##### Exercise input #####

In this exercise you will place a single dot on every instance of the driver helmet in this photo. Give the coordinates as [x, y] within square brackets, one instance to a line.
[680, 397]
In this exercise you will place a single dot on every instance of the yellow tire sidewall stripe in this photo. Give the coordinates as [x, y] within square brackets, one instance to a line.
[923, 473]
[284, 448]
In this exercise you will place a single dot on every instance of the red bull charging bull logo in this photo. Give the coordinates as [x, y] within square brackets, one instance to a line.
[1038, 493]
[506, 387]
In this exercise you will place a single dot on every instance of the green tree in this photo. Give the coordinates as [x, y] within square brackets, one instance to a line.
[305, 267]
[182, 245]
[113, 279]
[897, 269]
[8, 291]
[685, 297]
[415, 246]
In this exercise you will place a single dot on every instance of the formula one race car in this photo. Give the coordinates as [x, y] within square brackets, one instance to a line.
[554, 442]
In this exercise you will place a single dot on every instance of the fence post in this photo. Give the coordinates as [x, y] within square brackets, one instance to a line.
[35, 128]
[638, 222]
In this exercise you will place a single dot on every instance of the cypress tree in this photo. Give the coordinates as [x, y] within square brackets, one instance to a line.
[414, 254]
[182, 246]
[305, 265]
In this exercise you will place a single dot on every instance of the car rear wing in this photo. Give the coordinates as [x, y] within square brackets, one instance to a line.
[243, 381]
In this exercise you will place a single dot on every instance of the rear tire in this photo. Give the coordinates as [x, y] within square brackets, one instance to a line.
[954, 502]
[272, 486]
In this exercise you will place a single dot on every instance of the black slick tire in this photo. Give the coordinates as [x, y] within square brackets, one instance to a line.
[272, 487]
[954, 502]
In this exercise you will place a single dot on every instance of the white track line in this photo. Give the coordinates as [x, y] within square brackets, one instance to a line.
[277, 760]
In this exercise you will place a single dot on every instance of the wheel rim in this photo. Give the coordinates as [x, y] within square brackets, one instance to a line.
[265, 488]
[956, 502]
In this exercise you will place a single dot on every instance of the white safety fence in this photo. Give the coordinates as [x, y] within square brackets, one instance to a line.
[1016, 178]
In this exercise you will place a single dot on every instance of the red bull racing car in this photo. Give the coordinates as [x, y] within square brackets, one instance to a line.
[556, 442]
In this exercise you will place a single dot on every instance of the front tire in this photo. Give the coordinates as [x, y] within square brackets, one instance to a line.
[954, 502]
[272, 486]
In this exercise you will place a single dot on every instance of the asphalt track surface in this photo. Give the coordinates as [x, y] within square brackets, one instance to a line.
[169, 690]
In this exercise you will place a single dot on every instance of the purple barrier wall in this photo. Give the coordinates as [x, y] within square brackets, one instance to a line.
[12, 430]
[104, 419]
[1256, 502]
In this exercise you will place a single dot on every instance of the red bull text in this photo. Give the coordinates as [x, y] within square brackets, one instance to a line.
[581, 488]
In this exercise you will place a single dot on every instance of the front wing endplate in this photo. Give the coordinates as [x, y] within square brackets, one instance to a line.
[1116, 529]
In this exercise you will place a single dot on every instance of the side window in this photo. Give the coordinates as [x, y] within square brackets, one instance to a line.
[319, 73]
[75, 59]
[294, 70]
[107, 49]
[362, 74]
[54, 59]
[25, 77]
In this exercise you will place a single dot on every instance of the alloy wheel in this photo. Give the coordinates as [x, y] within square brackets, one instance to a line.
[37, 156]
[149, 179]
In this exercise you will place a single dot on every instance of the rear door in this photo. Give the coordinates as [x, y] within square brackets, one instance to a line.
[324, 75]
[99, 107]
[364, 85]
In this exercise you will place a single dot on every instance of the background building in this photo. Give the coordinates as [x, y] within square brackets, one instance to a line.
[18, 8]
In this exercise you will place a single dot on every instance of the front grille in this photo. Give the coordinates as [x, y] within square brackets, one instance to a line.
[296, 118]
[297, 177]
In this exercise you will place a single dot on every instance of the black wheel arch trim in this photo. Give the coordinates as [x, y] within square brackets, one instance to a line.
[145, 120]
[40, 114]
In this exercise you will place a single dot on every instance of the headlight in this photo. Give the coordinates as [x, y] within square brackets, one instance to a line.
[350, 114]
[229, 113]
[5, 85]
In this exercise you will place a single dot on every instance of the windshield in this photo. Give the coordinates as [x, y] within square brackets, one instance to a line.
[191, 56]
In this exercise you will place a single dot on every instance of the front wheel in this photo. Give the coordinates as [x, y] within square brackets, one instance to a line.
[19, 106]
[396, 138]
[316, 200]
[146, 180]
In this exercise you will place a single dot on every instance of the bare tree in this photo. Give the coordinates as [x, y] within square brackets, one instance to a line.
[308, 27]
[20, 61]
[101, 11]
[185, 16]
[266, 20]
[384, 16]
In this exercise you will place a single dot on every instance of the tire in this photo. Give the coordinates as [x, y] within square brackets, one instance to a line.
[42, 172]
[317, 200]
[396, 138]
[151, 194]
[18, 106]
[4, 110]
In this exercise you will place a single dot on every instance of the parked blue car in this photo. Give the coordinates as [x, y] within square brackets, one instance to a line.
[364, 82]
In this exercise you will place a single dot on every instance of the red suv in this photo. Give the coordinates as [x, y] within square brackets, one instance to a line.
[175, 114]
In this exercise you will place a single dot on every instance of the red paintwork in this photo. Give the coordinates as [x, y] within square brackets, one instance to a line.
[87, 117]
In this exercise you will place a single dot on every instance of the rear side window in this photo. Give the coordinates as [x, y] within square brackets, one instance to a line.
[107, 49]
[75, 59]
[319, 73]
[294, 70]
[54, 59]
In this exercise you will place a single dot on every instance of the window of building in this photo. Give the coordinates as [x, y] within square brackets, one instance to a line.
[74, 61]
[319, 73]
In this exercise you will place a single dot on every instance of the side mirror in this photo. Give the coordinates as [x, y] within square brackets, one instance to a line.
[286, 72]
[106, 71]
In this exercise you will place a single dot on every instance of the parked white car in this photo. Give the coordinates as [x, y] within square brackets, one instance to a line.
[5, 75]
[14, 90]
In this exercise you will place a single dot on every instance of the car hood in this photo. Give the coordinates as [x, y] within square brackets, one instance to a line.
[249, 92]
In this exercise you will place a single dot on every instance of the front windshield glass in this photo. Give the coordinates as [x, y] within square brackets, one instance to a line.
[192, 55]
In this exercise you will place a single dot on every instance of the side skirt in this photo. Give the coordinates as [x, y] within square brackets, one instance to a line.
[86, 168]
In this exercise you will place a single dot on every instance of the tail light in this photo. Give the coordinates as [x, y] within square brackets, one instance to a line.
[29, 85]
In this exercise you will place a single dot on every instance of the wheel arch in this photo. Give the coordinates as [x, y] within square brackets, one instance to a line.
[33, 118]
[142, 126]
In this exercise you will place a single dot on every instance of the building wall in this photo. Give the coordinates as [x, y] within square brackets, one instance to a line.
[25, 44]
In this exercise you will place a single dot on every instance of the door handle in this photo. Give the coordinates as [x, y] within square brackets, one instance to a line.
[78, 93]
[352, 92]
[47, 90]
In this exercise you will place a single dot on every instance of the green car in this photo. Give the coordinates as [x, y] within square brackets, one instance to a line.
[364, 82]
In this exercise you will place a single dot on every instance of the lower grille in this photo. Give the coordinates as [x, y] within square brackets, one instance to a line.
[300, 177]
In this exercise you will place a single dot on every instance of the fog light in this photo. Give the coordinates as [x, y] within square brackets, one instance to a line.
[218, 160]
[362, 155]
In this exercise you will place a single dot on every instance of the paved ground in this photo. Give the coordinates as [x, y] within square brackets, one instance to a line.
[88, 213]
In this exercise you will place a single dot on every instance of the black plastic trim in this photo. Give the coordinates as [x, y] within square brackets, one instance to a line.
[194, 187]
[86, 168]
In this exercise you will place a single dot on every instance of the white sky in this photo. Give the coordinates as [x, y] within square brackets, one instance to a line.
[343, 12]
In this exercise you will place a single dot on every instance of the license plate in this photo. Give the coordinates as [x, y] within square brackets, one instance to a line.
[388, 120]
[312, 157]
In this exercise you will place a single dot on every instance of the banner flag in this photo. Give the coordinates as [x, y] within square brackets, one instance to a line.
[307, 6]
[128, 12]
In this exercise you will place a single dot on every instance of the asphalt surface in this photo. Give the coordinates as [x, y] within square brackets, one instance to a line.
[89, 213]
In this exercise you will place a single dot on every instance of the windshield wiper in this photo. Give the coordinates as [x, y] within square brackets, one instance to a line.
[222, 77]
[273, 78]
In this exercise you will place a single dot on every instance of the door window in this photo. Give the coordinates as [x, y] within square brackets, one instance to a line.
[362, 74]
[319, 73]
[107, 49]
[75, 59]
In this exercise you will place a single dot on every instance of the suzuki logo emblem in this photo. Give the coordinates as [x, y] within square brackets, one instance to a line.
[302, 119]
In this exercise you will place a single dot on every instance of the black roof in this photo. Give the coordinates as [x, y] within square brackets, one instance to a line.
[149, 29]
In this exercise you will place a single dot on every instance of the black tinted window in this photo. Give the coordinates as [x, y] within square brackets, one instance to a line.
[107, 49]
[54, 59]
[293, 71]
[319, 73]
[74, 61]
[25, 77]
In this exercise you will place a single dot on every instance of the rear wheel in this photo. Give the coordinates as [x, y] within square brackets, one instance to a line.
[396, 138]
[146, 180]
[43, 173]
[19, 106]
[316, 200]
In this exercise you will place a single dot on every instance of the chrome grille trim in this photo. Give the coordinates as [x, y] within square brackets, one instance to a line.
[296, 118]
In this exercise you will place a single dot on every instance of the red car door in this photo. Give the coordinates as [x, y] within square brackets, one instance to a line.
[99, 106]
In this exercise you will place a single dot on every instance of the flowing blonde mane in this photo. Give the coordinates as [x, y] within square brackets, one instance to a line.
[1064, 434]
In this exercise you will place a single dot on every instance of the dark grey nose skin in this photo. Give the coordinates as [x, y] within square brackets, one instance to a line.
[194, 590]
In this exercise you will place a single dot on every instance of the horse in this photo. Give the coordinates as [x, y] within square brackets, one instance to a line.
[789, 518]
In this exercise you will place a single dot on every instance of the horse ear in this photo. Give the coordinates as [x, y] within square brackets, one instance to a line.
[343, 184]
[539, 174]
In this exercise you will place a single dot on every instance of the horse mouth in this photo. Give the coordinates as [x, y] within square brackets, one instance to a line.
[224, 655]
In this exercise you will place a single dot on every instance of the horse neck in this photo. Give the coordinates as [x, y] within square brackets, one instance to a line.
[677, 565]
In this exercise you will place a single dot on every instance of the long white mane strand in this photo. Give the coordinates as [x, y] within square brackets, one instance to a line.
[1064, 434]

#####

The problem
Transcribe the records above exactly, but only from the line that contains "of the chrome" through their final line, inclusive.

Result of this exercise
In this exercise you will place a single dot on every instance of the chrome grille trim in this photo. Give the coordinates as [x, y] within square brackets, one instance to a line.
[296, 118]
In this exercise you will place a single dot on every instance of the red car door in this photo. Give the coordinates as [x, y] within square brackets, one instance to a line.
[99, 106]
In this exercise you will place a single dot on every instance of the flowing blonde mane in this photo. Give the coordinates as [x, y] within square brackets, one instance to a line.
[1064, 434]
In this exercise you will place a single dot on every instance of the dark grey nose skin in this photo. Give the coordinates as [x, y] within square brackets, one instance to a line.
[194, 590]
In this exercise you will place a single dot on every instance of the horse in this photo. Give the coordinates as [x, y] within square brackets, one instance to a line.
[789, 518]
In this exercise you will place a single dot on every instance of the horse ear in this photo. Give the coordinates as [x, y] within square brackets, one instance to a line.
[343, 184]
[539, 174]
In this exercise you will place a single dot on every instance of the horse mouth in this photo. Give the coordinates as [x, y] within square brackets, one instance to a line.
[224, 655]
In this exercise you will place a single dot on every instance of the horse neck in this photo. Give the coordinates as [x, y] within square brackets, one instance to a line.
[677, 565]
In this exercise you will place a single dot on every instance of the long white mane strand in this photo. Give the coordinates as [x, y] within square brackets, one instance to a line.
[1064, 434]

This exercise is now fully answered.